What is asked:
Please output every line of the material as it stands, without the pictures.

Task material:
--

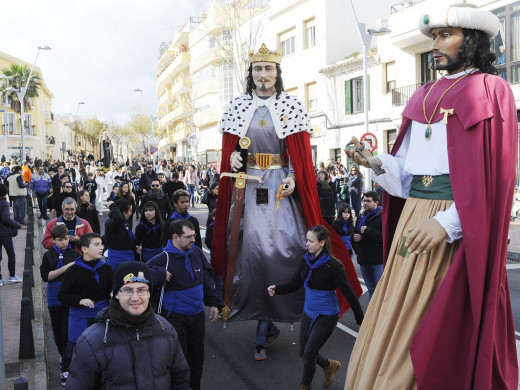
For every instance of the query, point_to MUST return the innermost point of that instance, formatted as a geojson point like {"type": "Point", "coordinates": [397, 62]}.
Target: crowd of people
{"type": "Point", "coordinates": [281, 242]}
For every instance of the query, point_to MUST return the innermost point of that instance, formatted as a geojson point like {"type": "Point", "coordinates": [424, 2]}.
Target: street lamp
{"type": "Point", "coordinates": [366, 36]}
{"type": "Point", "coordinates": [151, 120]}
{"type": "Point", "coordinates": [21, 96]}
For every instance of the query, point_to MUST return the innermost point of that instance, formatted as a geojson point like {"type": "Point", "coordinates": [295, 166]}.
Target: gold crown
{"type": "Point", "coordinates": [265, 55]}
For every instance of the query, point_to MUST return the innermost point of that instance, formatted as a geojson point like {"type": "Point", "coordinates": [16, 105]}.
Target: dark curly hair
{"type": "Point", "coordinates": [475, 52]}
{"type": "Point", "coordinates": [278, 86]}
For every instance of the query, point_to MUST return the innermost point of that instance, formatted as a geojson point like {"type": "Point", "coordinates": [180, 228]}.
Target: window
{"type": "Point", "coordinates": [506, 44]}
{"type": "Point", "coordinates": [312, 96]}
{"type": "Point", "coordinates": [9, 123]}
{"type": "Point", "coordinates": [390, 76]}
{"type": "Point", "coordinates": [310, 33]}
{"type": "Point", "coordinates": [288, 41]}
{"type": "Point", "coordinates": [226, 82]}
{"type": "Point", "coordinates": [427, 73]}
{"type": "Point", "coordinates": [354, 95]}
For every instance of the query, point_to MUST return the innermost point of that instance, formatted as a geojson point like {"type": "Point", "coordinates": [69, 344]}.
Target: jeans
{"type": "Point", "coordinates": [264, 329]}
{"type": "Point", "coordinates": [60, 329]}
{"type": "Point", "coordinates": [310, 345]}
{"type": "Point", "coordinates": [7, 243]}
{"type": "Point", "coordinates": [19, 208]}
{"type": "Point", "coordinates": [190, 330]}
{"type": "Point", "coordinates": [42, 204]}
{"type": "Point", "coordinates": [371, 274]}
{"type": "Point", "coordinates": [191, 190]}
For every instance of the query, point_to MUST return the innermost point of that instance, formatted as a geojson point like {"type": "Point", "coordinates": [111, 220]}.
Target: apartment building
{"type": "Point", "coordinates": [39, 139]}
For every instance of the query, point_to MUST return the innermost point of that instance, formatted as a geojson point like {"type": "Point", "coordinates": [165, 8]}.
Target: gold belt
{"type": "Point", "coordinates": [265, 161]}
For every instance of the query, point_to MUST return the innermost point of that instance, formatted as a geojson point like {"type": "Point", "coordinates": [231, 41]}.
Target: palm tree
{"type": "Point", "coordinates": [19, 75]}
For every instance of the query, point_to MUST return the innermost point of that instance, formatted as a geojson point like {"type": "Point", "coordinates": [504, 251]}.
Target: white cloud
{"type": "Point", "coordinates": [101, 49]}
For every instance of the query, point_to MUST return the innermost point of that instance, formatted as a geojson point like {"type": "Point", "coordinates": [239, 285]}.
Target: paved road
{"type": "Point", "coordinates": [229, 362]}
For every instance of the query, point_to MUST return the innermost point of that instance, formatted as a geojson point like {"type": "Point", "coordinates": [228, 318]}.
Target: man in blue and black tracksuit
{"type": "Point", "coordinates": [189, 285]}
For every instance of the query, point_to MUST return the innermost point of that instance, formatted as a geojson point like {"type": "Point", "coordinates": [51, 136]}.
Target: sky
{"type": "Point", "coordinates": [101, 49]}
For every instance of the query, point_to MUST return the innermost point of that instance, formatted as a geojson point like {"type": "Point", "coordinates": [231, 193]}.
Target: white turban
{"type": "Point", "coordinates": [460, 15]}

--

Task result:
For every instance of the query, point_to MUST return the innermost point of that instance, formatted as a geojson point like {"type": "Point", "coordinates": [397, 62]}.
Target: crowd of people
{"type": "Point", "coordinates": [281, 242]}
For every instance of the query, point_to MUST return the innermost point of that instance, formatted as a geojson point like {"type": "Point", "coordinates": [424, 2]}.
Target: street lamp
{"type": "Point", "coordinates": [366, 36]}
{"type": "Point", "coordinates": [151, 120]}
{"type": "Point", "coordinates": [21, 96]}
For every instance of the query, point_to MUST return the innermost point of that instance, formatted as a geojson point like {"type": "Point", "coordinates": [295, 166]}.
Target: gold crown
{"type": "Point", "coordinates": [265, 55]}
For every instance of the query, point_to MUST return the innermost point of that instance, formatted as a geojson point like {"type": "Point", "coordinates": [16, 105]}.
Target: dark curly hair
{"type": "Point", "coordinates": [475, 52]}
{"type": "Point", "coordinates": [278, 86]}
For every instance of the query, point_to MUST return the innermost point of that instance, formatted as a geojson point like {"type": "Point", "coordinates": [180, 228]}.
Target: window
{"type": "Point", "coordinates": [506, 44]}
{"type": "Point", "coordinates": [312, 96]}
{"type": "Point", "coordinates": [9, 123]}
{"type": "Point", "coordinates": [390, 76]}
{"type": "Point", "coordinates": [310, 33]}
{"type": "Point", "coordinates": [288, 41]}
{"type": "Point", "coordinates": [226, 82]}
{"type": "Point", "coordinates": [427, 73]}
{"type": "Point", "coordinates": [354, 95]}
For every instance of the query, point_to MUST return the innermost point of that instance, formatted as a geojson point like {"type": "Point", "coordinates": [69, 344]}.
Target: jeans
{"type": "Point", "coordinates": [264, 329]}
{"type": "Point", "coordinates": [60, 329]}
{"type": "Point", "coordinates": [310, 345]}
{"type": "Point", "coordinates": [7, 243]}
{"type": "Point", "coordinates": [19, 208]}
{"type": "Point", "coordinates": [190, 330]}
{"type": "Point", "coordinates": [42, 204]}
{"type": "Point", "coordinates": [371, 274]}
{"type": "Point", "coordinates": [191, 190]}
For every instance of the query, point_to MUST return the innermost point of that instance, formatted as a geojson point like {"type": "Point", "coordinates": [111, 220]}.
Target: apartment building
{"type": "Point", "coordinates": [39, 139]}
For every instance of the query, point_to MUST return the innermost point of that instance, formatted as a geojson point like {"type": "Point", "coordinates": [165, 8]}.
Target: gold belt
{"type": "Point", "coordinates": [265, 161]}
For every instance of the query, point_to MUST return the innermost point of that instance, formatted as a geojson point like {"type": "Point", "coordinates": [231, 41]}.
Target: palm tree
{"type": "Point", "coordinates": [19, 75]}
For every instance of the query, point_to MUST return the innermost point of that instance, formatted as a geojson point like {"type": "Point", "coordinates": [504, 251]}.
Target: white cloud
{"type": "Point", "coordinates": [101, 49]}
For every instance of the query, point_to MUST return the innermost point of that instance, formatted as a geojson point like {"type": "Point", "coordinates": [239, 285]}.
Target: paved road
{"type": "Point", "coordinates": [229, 362]}
For every instance of the query, point_to MUST return the innermost point of that instance, formatted as a geojson point like {"type": "Point", "coordinates": [228, 318]}.
Target: man in blue and black tracksuit
{"type": "Point", "coordinates": [189, 285]}
For every instance of the query, point_to MUST return the innermost point of that instance, formatted as a geojson point like {"type": "Point", "coordinates": [51, 136]}.
Target: sky
{"type": "Point", "coordinates": [101, 49]}
For every instance of the query, point_to MUST return the innermost point of that instance, formatted as a geojson point like {"type": "Point", "coordinates": [231, 193]}.
Target: white turban
{"type": "Point", "coordinates": [460, 15]}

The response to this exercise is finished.